- **OBJECTIVE 1**:
Translate the sentence "I am not convinced using references is that useful at all." from the talloc post into Spanish.
- **OBJECTIVE 2**:
Return the passage of the talloc post starting at "I think one" and ending at "freed by talloc_free().".

- **EXCERPTED PASSAGE**:
════════

[QUICK] talloc bugs

ronnie sahlberg ronniesahlberg at gmail.com
Mon Jun 29 00:39:58 MDT 2009


I am not convinced using references is that useful at all.
Really, the purpose of a referencing system is to make memory
deallocation automatic and easy to use.
A reference system that contains "surprises" or is hard to use
(perhaps even harder than just doing the tracking manually) is less
than useful.


I think that it is a mistake and making it more complex for humans to
use to as now really having two different reference systems in place
but with confusion about what talloc_free() really means.

I think one would have to decide on create time what reference system
is used and that this would affect which operation is used to finally
free the object.
I think an easier API would be :
Single-Parented objects
* normal talloc allocations as today, these allocations always have a
single parent object and they can be reparented with talloc_"steal"
and they are freed by talloc_free().
*You can not add a reference to these single-parented objects.

Multi-Referenced objects
* a new set of APIs that mirror the current allocators but with a
_ref() prefix. These create a "referenced" object.
  Perhaps they should be created similar to
talloc_reference(<parent>, talloc(NULL, <type>))
  I.e. the objects are created without a parent, and instead of a
parent they have an initial reference.

════════

[Data entries]
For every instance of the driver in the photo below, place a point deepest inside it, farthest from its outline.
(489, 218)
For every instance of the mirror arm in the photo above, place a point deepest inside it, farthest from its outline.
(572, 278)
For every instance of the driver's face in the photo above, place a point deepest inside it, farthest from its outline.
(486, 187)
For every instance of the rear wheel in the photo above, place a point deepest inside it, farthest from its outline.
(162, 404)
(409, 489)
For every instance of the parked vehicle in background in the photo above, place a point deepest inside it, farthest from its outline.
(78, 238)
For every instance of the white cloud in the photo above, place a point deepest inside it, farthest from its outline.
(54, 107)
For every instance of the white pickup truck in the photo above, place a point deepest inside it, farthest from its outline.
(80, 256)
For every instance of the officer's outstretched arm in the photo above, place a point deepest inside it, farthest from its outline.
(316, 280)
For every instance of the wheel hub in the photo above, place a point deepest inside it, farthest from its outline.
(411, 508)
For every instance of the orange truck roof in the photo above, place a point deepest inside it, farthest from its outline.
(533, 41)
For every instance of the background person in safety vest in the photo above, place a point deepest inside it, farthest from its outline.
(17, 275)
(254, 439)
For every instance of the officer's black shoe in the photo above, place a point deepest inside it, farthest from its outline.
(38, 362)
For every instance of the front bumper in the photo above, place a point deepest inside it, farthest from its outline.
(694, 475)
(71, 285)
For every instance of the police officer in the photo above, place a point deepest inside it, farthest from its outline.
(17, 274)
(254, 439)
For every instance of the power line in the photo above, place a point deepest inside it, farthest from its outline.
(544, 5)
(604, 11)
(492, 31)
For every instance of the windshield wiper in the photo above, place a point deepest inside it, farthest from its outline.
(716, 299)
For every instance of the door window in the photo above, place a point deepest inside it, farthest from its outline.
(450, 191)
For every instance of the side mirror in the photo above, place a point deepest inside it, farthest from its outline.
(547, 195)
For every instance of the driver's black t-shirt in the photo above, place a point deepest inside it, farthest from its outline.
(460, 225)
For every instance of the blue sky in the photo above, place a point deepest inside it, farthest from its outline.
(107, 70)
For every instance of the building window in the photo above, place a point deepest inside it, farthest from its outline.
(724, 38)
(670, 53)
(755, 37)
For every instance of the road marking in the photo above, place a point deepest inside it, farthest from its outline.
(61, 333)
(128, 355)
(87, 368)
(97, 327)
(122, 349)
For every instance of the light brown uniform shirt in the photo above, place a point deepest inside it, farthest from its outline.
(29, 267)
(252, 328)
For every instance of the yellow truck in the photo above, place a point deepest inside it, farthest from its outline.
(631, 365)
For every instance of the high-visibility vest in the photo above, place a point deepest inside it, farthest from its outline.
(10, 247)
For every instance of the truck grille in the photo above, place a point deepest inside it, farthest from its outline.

════════

- **FINAL RESULT 1**:
No estoy convencido de que usar referencias sea tan útil en absoluto.

- **FINAL RESULT 2**:
I think one would have to decide on create time what reference system
is used and that this would affect which operation is used to finally
free the object.
I think an easier API would be :
Single-Parented objects
* normal talloc allocations as today, these allocations always have a
single parent object and they can be reparented with talloc_"steal"
and they are freed by talloc_free().